WORK INSTRUCTIONS >>
Pull out every line with the word "facade" from the entries below.

(Point-per-instance localization data)
--------------------
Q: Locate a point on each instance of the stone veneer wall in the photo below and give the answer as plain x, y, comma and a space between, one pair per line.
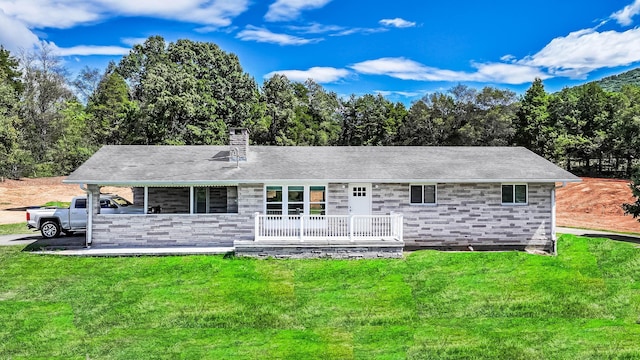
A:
181, 229
470, 214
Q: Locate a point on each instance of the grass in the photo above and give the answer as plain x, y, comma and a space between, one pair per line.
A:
18, 228
582, 304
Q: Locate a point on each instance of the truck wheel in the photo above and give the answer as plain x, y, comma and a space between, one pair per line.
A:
50, 229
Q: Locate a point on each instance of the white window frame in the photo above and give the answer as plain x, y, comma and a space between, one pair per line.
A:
513, 200
422, 185
307, 198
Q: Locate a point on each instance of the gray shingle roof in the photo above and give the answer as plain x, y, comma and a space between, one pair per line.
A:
184, 165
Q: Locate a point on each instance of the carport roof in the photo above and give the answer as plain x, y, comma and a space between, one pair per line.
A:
140, 165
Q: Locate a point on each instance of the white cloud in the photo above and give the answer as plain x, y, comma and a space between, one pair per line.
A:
85, 50
365, 31
283, 10
320, 75
581, 52
407, 94
397, 22
406, 69
14, 35
624, 16
69, 13
315, 28
253, 33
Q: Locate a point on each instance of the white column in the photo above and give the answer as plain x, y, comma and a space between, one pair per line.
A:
191, 197
146, 200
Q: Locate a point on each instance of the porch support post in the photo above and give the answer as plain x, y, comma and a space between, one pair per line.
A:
301, 228
146, 200
256, 226
351, 222
191, 196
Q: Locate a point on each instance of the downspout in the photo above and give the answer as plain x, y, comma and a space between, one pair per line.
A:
553, 217
89, 231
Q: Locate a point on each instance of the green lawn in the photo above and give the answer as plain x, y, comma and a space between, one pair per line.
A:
583, 304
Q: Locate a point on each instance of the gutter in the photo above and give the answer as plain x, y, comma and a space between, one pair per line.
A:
553, 217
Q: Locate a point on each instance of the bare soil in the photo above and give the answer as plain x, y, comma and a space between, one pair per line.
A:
16, 195
596, 204
592, 204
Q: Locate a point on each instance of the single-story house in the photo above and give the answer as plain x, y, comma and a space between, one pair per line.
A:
324, 201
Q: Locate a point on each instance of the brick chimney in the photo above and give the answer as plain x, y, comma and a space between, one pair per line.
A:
238, 144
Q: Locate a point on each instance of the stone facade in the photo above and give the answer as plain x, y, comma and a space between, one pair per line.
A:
181, 229
471, 215
464, 215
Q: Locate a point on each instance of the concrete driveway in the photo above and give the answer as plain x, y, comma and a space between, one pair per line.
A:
36, 242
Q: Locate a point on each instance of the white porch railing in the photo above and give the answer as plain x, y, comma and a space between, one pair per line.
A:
328, 227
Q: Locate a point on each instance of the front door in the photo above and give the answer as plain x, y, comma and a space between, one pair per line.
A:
360, 199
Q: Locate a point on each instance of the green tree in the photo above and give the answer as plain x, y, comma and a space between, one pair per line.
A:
534, 129
72, 146
45, 92
187, 92
9, 136
366, 121
625, 134
280, 101
317, 118
113, 113
489, 118
9, 65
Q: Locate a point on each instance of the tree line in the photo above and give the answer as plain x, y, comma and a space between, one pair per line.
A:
190, 93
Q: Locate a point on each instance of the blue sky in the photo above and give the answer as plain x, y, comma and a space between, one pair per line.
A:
402, 49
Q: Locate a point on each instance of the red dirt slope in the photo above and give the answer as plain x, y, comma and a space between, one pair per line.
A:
596, 204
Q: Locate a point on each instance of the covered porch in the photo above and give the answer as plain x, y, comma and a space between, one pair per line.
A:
330, 236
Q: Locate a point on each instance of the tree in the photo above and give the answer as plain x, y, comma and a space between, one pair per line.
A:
45, 92
9, 65
534, 130
489, 119
72, 147
86, 82
9, 137
633, 209
280, 100
187, 92
112, 120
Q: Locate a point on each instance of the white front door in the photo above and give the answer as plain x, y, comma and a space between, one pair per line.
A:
360, 199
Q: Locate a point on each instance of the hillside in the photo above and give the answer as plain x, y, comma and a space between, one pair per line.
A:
614, 83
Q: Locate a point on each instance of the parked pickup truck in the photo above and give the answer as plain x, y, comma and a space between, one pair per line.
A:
53, 221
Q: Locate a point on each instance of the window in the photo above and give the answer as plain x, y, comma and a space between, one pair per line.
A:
215, 200
317, 200
296, 200
514, 193
274, 200
423, 194
81, 204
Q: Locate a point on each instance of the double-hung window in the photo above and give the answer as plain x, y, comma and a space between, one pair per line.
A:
514, 194
296, 200
423, 194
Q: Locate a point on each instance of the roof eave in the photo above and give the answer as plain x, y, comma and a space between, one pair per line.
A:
138, 183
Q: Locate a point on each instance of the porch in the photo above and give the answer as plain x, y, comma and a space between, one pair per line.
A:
324, 236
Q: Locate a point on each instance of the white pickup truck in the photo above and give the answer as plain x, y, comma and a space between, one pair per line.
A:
53, 221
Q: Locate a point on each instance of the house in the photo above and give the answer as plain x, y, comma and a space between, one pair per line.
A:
324, 201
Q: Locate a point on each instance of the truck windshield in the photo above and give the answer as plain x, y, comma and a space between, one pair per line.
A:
120, 201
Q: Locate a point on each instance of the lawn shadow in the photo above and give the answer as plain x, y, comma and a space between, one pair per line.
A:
76, 241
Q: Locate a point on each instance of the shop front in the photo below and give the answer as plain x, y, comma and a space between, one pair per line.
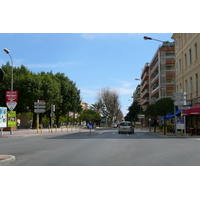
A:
192, 119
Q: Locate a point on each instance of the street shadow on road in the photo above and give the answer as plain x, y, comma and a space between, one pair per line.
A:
88, 135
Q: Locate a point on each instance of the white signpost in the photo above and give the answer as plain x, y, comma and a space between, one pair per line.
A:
180, 101
39, 108
11, 99
3, 118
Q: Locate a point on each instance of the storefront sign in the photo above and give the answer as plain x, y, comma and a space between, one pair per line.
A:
11, 118
3, 117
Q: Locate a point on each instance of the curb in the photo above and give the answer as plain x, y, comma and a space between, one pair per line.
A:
4, 159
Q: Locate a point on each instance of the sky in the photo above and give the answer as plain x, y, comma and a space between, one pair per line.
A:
101, 45
93, 61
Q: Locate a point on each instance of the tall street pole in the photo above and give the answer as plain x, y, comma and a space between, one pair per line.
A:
8, 52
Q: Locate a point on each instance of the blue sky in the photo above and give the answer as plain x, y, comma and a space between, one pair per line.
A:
93, 60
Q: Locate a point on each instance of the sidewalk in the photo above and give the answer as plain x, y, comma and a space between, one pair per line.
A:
161, 133
30, 133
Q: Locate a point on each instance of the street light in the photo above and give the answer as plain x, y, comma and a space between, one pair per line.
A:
149, 38
8, 52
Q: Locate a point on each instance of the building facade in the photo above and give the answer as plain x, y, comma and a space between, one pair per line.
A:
187, 59
158, 76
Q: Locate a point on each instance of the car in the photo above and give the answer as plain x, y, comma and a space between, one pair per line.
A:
114, 125
126, 127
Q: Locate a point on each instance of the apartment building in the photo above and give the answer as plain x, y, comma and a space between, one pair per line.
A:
158, 76
187, 58
145, 86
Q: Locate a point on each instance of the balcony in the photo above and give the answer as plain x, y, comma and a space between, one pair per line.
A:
154, 78
154, 90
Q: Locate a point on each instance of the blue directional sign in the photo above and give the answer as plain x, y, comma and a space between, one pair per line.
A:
90, 125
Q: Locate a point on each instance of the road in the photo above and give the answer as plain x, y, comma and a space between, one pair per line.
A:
102, 148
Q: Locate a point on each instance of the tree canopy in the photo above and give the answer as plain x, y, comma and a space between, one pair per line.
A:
55, 89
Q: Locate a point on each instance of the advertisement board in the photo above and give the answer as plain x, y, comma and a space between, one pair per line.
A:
3, 117
11, 118
180, 124
11, 99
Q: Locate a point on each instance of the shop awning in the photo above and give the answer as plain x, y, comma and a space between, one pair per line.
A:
170, 115
194, 110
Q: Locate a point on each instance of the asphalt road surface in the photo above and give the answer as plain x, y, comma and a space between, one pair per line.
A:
102, 148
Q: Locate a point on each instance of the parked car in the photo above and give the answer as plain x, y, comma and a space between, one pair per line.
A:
126, 127
113, 125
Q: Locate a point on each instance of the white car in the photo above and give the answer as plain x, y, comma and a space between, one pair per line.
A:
113, 125
126, 127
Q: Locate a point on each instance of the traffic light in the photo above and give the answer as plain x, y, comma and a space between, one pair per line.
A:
1, 75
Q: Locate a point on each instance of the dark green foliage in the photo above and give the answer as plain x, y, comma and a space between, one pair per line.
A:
53, 89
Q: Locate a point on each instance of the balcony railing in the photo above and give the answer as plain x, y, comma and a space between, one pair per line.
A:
155, 89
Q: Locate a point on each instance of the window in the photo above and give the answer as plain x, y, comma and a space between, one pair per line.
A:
186, 87
191, 89
197, 83
190, 56
176, 67
185, 58
179, 65
184, 36
195, 51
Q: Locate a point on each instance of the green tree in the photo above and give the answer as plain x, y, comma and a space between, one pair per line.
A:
153, 113
163, 107
90, 116
133, 111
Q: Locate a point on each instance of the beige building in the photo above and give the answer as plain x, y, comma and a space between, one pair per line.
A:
187, 58
157, 78
187, 62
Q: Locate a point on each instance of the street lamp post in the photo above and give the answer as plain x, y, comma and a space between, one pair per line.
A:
149, 38
8, 52
137, 79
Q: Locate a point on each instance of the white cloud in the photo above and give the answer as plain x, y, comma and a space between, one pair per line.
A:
50, 66
124, 83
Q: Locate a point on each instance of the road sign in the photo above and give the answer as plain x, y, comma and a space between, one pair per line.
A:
141, 116
180, 98
180, 94
183, 107
39, 110
11, 99
39, 107
39, 103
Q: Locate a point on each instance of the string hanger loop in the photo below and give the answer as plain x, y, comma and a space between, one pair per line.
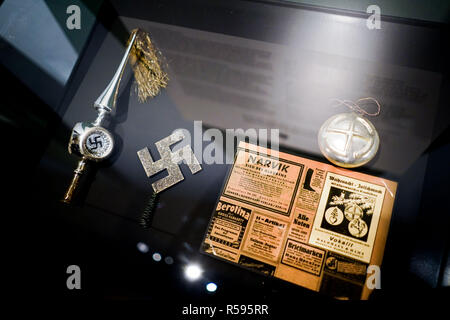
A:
358, 105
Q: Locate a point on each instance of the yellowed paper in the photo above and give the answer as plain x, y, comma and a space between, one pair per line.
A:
300, 220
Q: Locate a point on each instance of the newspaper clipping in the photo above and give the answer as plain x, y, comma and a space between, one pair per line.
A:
300, 220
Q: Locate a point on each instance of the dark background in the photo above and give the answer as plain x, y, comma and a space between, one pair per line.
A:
46, 236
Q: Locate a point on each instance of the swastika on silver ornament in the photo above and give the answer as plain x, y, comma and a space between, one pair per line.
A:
97, 143
169, 161
348, 140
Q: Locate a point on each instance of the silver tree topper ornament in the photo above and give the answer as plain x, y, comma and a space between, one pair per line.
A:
90, 140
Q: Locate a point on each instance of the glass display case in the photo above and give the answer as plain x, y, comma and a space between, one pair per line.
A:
258, 65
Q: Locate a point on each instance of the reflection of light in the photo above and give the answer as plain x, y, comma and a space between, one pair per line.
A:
168, 260
211, 287
156, 256
142, 247
193, 272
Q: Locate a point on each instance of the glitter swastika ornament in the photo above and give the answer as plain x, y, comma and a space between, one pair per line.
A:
348, 139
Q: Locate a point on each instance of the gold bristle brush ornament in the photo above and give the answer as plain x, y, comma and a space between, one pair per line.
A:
91, 141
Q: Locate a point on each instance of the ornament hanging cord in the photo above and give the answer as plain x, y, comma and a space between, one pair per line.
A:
357, 105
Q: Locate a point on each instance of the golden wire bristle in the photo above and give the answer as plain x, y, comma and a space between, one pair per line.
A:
146, 62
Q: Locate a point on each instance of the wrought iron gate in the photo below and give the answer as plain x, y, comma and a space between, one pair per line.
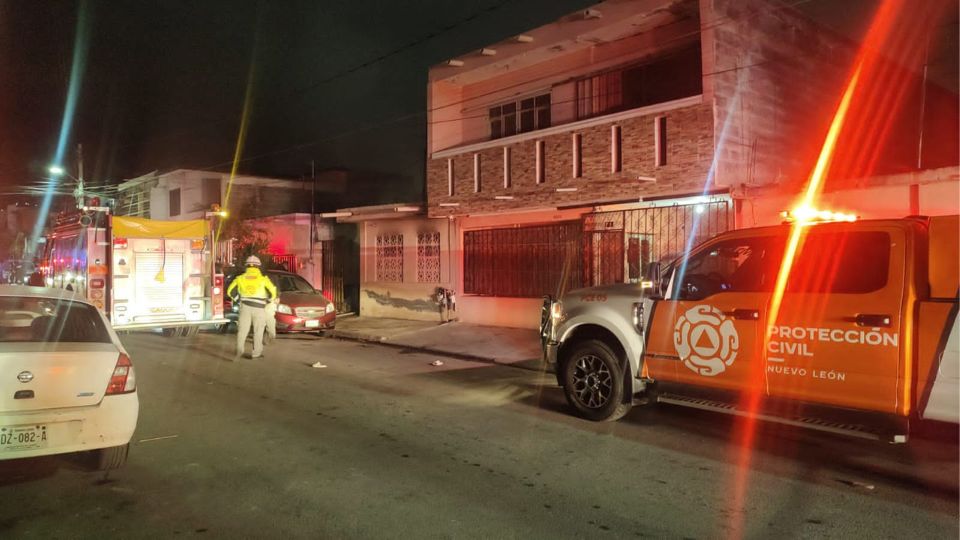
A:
618, 245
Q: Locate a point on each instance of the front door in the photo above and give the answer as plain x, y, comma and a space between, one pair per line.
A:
707, 331
838, 336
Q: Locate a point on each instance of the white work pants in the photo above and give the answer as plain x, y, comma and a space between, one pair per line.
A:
251, 316
271, 311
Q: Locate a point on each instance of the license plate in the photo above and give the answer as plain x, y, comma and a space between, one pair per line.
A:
23, 437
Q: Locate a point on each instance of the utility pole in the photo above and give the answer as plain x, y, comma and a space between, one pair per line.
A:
78, 191
313, 212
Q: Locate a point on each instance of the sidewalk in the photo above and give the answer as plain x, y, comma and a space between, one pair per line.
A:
519, 347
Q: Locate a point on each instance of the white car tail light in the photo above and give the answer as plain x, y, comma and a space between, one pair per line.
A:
123, 380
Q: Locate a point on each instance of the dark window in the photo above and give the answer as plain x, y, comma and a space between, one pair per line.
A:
292, 283
675, 75
50, 320
522, 116
737, 265
211, 192
521, 262
175, 202
826, 262
844, 263
496, 123
661, 140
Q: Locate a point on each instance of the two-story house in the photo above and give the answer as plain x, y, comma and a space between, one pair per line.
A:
579, 151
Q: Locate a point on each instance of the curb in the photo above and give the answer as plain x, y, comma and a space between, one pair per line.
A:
459, 356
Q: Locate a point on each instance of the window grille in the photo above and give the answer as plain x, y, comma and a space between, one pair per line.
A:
528, 114
524, 262
390, 258
428, 257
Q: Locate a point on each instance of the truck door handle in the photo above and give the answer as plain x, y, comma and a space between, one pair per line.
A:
744, 314
873, 320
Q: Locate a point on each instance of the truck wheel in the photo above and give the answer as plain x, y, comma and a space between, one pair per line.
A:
112, 458
593, 382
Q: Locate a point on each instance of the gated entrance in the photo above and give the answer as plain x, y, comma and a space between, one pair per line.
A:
618, 245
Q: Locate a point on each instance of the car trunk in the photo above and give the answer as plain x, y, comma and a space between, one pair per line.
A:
60, 375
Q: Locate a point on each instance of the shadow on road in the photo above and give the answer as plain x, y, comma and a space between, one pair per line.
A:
928, 464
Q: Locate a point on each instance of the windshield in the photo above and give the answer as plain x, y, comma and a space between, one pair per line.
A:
291, 283
50, 320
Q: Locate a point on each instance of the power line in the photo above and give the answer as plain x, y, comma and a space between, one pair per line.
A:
300, 92
300, 146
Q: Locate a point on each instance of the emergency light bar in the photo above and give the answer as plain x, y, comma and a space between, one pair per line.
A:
806, 214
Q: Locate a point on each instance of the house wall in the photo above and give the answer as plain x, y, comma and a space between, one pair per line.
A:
689, 154
775, 79
409, 299
254, 196
290, 235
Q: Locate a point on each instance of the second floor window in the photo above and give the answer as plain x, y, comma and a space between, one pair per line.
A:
520, 116
174, 202
676, 74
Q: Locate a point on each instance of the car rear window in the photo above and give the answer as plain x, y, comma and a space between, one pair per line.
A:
50, 320
842, 263
291, 283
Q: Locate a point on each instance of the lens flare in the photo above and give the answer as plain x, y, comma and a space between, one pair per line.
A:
81, 43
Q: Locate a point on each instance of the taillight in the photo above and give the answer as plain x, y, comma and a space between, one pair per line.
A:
123, 380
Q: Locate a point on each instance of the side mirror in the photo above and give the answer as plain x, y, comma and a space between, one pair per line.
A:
652, 272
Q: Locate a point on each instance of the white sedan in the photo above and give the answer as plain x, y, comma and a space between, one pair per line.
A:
66, 383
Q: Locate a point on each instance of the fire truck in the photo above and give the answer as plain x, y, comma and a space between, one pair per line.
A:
142, 273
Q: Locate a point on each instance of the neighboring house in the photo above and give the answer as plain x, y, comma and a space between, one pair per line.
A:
185, 194
580, 151
280, 207
404, 257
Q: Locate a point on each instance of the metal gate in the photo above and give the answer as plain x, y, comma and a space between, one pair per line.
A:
618, 245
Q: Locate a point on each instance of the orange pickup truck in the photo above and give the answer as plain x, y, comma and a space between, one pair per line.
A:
865, 340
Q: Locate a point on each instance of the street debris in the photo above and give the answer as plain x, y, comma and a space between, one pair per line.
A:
158, 438
854, 483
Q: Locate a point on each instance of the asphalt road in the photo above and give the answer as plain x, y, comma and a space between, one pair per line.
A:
381, 444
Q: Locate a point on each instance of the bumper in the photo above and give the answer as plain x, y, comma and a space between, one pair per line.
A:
548, 343
550, 352
292, 323
78, 429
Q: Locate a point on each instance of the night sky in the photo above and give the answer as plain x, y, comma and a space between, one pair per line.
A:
339, 82
165, 80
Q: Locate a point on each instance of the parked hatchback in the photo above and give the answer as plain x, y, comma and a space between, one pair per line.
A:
302, 308
66, 383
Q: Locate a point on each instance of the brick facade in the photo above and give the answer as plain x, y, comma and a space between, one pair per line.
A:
689, 154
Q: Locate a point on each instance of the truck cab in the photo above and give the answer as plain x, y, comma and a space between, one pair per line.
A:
858, 336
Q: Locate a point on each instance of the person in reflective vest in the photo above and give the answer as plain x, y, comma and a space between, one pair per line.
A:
252, 291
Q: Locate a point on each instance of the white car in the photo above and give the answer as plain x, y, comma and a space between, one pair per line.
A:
66, 383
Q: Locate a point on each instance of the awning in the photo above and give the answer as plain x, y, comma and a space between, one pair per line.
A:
134, 227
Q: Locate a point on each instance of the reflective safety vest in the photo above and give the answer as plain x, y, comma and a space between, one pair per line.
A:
254, 288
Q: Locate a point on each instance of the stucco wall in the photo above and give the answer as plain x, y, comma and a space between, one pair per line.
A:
408, 299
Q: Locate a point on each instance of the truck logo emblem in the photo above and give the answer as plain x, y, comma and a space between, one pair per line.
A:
--------------------
TASK RESPONSE >>
Q: Locate a point on each instance of the stone facade in the photo above and give the answer as plain x, y, comma and a space between, one pair per line.
Q: Locate a point on each instance of the building facade in the photo above and give the answer as plain x, y, comma and a space between, one pair per line.
Q: Locate a point on each instance of the brick facade in the photo above and give the answer as plain x, y, comma and a space between, one pair per line.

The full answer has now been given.